- _Your instructions_:
All of the data below must be repeated exactly.

- _Materials provided_:
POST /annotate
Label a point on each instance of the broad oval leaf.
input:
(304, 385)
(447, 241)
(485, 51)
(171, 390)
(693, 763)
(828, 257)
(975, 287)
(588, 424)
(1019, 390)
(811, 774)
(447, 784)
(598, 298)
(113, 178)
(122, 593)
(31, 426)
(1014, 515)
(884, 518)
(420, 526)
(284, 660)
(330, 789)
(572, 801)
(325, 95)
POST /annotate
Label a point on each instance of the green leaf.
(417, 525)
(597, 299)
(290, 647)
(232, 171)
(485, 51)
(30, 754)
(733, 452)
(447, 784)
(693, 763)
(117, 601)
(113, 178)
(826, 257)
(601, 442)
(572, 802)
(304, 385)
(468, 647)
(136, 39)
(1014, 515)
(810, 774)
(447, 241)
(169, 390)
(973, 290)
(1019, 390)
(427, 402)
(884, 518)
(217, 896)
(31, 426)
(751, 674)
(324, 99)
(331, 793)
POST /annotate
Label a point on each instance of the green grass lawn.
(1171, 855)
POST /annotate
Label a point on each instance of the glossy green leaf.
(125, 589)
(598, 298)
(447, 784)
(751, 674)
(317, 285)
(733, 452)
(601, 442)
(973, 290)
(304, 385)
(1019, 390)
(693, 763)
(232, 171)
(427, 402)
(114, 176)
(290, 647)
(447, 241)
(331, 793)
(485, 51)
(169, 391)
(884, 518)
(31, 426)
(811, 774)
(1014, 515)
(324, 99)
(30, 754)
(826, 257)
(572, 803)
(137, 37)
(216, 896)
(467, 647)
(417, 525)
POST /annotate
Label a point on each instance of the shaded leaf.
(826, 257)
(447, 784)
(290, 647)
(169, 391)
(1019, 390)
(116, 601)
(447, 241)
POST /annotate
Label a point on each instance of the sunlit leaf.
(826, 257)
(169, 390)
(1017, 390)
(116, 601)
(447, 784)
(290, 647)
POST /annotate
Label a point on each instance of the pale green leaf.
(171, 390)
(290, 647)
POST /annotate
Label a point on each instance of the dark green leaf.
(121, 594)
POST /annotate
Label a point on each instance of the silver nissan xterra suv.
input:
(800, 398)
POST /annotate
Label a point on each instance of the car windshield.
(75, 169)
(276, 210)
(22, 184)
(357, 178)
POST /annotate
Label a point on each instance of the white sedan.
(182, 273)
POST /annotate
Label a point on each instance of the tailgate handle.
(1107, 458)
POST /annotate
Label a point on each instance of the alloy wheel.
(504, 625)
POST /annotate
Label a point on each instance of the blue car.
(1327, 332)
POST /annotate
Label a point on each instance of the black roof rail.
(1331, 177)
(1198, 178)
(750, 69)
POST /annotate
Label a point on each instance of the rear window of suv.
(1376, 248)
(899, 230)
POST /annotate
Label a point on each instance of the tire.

- _Task answer_:
POST /annotate
Label a point on each instance of the broad oval leaf.
input:
(304, 385)
(447, 241)
(485, 51)
(171, 390)
(693, 763)
(828, 257)
(975, 287)
(588, 424)
(1019, 390)
(811, 774)
(447, 784)
(598, 298)
(113, 178)
(122, 593)
(31, 426)
(1014, 515)
(884, 518)
(420, 526)
(284, 660)
(330, 789)
(572, 801)
(325, 95)
POST /annotate
Label a point on each instance of the green leaf.
(417, 525)
(597, 299)
(290, 647)
(232, 171)
(485, 51)
(30, 754)
(733, 452)
(447, 784)
(693, 763)
(117, 601)
(113, 178)
(826, 257)
(601, 442)
(572, 802)
(304, 385)
(468, 647)
(136, 39)
(1014, 515)
(810, 774)
(447, 241)
(169, 390)
(973, 290)
(1019, 390)
(427, 402)
(884, 518)
(217, 896)
(31, 426)
(751, 674)
(324, 99)
(331, 793)
POST /annotate
Label a point on each instance of the green grass lawn.
(1171, 855)
POST /annotate
Label a point on each instance of the glossy green leaf.
(125, 589)
(598, 298)
(447, 784)
(751, 674)
(317, 285)
(733, 452)
(601, 442)
(973, 290)
(304, 385)
(1019, 390)
(693, 763)
(232, 171)
(427, 402)
(114, 176)
(290, 647)
(447, 241)
(331, 793)
(485, 51)
(169, 391)
(884, 518)
(31, 426)
(811, 774)
(1014, 515)
(324, 99)
(30, 754)
(826, 257)
(572, 803)
(137, 37)
(216, 896)
(467, 647)
(417, 525)
POST /annotate
Label a point on each instance of the shaded leaf.
(826, 257)
(447, 784)
(290, 647)
(169, 391)
(1019, 390)
(116, 601)
(447, 241)
POST /annotate
Label a point on each instance of the sunlit leaf.
(826, 257)
(169, 390)
(1017, 390)
(116, 601)
(447, 784)
(290, 647)
POST /annotate
Label a point on each instance of the pale green leaf.
(171, 390)
(290, 647)
POST /annotate
Label a point on each instance of the dark green leaf.
(121, 594)
POST /annotate
Label a point on each instance of the silver nissan xterra suv.
input:
(800, 398)
POST /annotate
Label a point on each instance of the car windshield.
(75, 169)
(276, 210)
(22, 184)
(357, 178)
POST /annotate
Label a point on each instance of the white sedan.
(182, 273)
POST /annotate
Label a point on each instance of the tailgate handle.
(1107, 458)
POST /annotate
Label a point on each instance of the alloy wheel.
(504, 625)
POST /annotate
Label a point on each instance of the blue car.
(1327, 332)
POST /annotate
Label a point on each instance of the black roof rail.
(1331, 177)
(1198, 178)
(750, 69)
POST /annotate
Label a point on each instance of the rear window of suv.
(1376, 248)
(899, 230)
POST /annotate
Label a point on each instance of the tire.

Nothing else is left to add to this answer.